**Kaynaktan alıntı:**

____________

Pazar günleri, Socrates ofisinden bir editör, o dönem dinlediği, izlediği, okuduğu şeylerden oluşturduğu seçkiyi paylaşıyor. Bu hafta görev bende.
Ne izledim?
Snooker’la ilgili değilseniz bile Ronnie O’Sullivan ismini duymuş olabilirsiniz. Oyunun problemli süper yıldızı, beş dünya şampiyonluğu ve sayısız diğer büyük başarı sığdırdığı kariyeriyle en iyilerden. Fakat masa dışındaki ‘kötü çocuk’ imajıyla da zihinlerde unutulmaz bir yere sahip. Bir diğer snooker efsanesi Steve Davis’in, “Kimse sporumuzdan büyük değil ama Ronnie buna çok yakın” açıklaması da statüsünü zaten açıklıyor. Roket lakaplı oyuncu, son dönemde popülaritesini televizyon ekranında da kullanmaya başladı. Hatta 2016 yazında History Channel için, gazeteci arkadaşı Matt Smith’le mini bir belgesel serisi çekti. Ronnie O’Sullivan’s American Hustle adlı dört bölümlük seride Ronnie ve Matt; Amerika’daki dört şehre (New York, Chicago, Memphis, San Francisco) uğrayarak ülkenin en popüler bilardo disiplini pool’u deneme fırsatı buluyor. Hem de Earl Strickland, Jeanette Lee ve Johnny Archer gibi devler karşısında… Amerika’da pek tanınmayan snooker’ın bu en büyük yıldızının pool maceralarını izlemek oldukça zevkli.
[youtube https://www.youtube.com/watch?v=jabgYSIxJUQ]
Ne dinledim?

____________

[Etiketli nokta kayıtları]
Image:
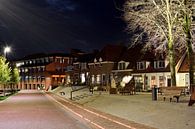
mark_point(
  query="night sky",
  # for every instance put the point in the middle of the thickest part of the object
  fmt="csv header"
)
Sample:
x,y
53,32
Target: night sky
x,y
35,26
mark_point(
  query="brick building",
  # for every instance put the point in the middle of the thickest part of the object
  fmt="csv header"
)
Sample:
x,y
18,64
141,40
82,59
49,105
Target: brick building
x,y
43,71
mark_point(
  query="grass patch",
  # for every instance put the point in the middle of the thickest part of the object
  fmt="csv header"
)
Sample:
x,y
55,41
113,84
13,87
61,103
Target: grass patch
x,y
3,98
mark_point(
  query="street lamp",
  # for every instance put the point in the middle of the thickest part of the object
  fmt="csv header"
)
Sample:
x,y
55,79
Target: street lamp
x,y
7,49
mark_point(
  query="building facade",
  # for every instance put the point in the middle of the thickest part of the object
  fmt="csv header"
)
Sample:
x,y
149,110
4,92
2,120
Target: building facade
x,y
43,71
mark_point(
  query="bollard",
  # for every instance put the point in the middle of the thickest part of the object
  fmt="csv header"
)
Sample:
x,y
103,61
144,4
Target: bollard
x,y
154,93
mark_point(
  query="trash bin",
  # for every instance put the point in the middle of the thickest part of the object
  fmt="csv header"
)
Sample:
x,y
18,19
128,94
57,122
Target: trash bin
x,y
154,93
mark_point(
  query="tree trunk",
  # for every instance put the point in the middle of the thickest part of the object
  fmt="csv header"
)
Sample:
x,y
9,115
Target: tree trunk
x,y
187,27
172,64
170,44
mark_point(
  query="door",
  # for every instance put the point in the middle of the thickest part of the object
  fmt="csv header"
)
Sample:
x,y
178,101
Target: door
x,y
169,82
187,80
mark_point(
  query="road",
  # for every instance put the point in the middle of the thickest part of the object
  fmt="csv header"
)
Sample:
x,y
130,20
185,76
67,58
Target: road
x,y
33,110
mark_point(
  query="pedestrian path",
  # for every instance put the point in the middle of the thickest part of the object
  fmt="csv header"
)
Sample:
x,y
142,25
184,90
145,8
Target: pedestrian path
x,y
33,110
99,119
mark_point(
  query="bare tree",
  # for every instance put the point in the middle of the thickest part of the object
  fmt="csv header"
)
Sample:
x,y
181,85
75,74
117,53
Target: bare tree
x,y
188,34
162,20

____________

**Yapılacaklar:**
1 > Kaynaktan alıntıdaki “Snooker’la ilgili değilseniz bile” diye başlayan paragrafı, ana bilgileri koruyarak daha kısa biçimde yeniden yazabilir misiniz?
2 > Listede “street” sözcüğünü içeren satırlar hangileri? Büyük-küçük harf ayrımını gözeterek hepsini belirleyin.

**Beklenen çıktılar:**
1 > Beş dünya şampiyonluğu bulunan Ronnie O’Sullivan, snooker’ın en iyilerinden ve problemli bir süper yıldızıdır. Masa dışındaki ‘kötü çocuk’ imajıyla da akılda kalır. Steve Davis, onun için “Kimse sporumuzdan büyük değil ama Ronnie buna çok yakın” demiştir. Roket lakaplı oyuncu, 2016 yazında gazeteci Matt Smith’le History Channel için dört bölümlük Ronnie O’Sullivan’s American Hustle serisini çekti. Seride ikili New York, Chicago, Memphis ve San Francisco’yu dolaşıyor. Earl Strickland, Jeanette Lee ve Johnny Archer gibi devlere karşı pool oynuyorlar. O’Sullivan’ın bu pool maceralarını izlemek oldukça zevkli.

2 >
  query="street lamp",
Target: street lamp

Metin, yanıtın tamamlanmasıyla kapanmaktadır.